- **Required work**:
**1)** In the piece on Gen X homeowners, what years is this generation said to be born between?
**2)** Repeat word for word the part of the Gen X homeowners piece that runs from "This generation is" down to "can’t be understated.".
**3)** Carry on the piece about home design for Gen X, picking up after its last sentence.

Of the three generations, Gen X represents the smallest group and the most skeptical. Born between 1966 and 1978, this is the generation that looks to its friends for advice more than anyone or anything (i.e., the Internet). Unlike their Baby Boomer predecessors, Gen X tends to steer away from a monochromatic style.

This generation is in its busiest years, between taking care of children, and working both at an office and at home. According to the survey, nearly half (49 percent) of Gen X homeowners said they planned to stay in their current home in the next five to 10 years.

Knowing that this generation and their families are always on the go, the following design considerations can ease their fast-paced lifestyle over the long period of time they intend to be in their homes:

  • On a typical weekday, this demographic spends nearly an hour in their kitchen paying bills or doing homework (theirs or assisting their children). Therefore, the importance of multifunctional spaces can’t be understated.
  • They appreciate a computer near the kitchen, which allows them to continue cooking dinner, answer homework questions, read the latest update from their social media accounts or verify the balance in their checking account.

- **Supplied material**:
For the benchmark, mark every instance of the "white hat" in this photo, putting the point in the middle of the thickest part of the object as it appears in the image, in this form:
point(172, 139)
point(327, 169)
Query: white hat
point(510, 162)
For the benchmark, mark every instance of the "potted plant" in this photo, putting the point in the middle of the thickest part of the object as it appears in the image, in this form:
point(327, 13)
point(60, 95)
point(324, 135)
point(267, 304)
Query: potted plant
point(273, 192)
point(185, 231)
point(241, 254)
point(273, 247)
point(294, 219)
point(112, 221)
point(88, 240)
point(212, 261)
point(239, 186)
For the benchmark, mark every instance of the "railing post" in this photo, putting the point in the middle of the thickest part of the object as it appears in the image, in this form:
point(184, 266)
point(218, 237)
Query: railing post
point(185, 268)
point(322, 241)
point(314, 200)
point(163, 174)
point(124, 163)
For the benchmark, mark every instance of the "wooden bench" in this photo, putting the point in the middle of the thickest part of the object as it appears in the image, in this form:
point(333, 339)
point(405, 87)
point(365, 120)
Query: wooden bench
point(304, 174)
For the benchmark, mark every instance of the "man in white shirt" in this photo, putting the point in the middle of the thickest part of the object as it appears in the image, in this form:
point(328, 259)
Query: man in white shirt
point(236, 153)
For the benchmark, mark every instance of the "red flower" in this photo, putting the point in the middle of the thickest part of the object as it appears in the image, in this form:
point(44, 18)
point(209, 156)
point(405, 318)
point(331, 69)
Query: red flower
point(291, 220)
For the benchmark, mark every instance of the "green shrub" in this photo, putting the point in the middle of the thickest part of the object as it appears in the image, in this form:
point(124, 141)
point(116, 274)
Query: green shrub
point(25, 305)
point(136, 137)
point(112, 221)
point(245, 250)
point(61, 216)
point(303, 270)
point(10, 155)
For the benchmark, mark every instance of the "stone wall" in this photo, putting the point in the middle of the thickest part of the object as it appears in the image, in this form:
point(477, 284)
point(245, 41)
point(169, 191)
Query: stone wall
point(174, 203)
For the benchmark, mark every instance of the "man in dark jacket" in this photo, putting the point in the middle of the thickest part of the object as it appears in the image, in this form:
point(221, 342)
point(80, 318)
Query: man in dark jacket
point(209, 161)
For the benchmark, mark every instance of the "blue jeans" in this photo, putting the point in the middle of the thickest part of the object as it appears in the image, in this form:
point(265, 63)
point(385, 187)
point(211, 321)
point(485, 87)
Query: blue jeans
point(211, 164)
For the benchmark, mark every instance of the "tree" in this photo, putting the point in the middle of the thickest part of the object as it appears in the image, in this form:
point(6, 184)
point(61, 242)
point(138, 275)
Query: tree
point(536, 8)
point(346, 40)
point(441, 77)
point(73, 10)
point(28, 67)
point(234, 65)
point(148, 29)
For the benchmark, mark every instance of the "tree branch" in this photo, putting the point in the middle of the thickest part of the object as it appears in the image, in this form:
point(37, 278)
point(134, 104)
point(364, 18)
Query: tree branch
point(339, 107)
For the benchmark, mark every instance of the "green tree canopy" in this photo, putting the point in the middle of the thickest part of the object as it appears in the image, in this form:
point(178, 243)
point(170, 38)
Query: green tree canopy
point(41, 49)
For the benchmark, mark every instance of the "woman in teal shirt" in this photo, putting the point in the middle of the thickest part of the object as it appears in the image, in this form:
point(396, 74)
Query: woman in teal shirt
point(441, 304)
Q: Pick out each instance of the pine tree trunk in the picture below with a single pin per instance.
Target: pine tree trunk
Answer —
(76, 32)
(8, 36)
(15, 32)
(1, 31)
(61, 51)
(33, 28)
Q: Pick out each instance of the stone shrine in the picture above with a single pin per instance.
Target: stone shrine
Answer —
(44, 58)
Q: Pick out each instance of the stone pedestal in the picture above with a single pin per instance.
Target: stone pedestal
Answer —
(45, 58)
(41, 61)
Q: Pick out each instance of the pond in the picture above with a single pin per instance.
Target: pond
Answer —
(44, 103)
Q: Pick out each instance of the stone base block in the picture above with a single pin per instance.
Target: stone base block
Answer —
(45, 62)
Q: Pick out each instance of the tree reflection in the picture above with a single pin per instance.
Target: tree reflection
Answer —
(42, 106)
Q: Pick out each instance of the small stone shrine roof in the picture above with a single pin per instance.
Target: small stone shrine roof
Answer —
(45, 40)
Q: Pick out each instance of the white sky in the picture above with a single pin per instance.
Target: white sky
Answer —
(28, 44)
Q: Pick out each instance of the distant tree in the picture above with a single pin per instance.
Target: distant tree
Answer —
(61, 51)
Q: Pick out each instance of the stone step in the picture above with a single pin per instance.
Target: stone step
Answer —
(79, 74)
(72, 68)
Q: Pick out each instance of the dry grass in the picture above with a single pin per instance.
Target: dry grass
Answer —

- **Set of answers**:
**1)** Between 1966 and 1978.

**2)**
This generation is in its busiest years, between taking care of children, and working both at an office and at home. According to the survey, nearly half (49 percent) of Gen X homeowners said they planned to stay in their current home in the next five to 10 years.

Knowing that this generation and their families are always on the go, the following design considerations can ease their fast-paced lifestyle over the long period of time they intend to be in their homes:

  • On a typical weekday, this demographic spends nearly an hour in their kitchen paying bills or doing homework (theirs or assisting their children). Therefore, the importance of multifunctional spaces can’t be understated.

**3)**
  • They welcome a taller, bar-height table. This allows a family member or friend to pull up a chair and chat, or a kid to grab a quick snack after school and work on the latest school project.
  • For those without children, the function of the space changes slightly. This group is more focused on friends, cooking and wine clubs, and intimate dinners for two and baking. Typically, an entertainment space is adjacent to the kitchen.
  • In terms of kitchen extras, the survey found that 68 percent of Gen X homeowners said a place for hiding small appliances was top on their list. Creative storage options are favored among this demographic, which prefers uncluttered spaces.
  • Thirty-nine percent favored open floor plans for their kitchens. They also preferred peninsula or galley configurations, flexible pantry storage and other options, such as two sinks.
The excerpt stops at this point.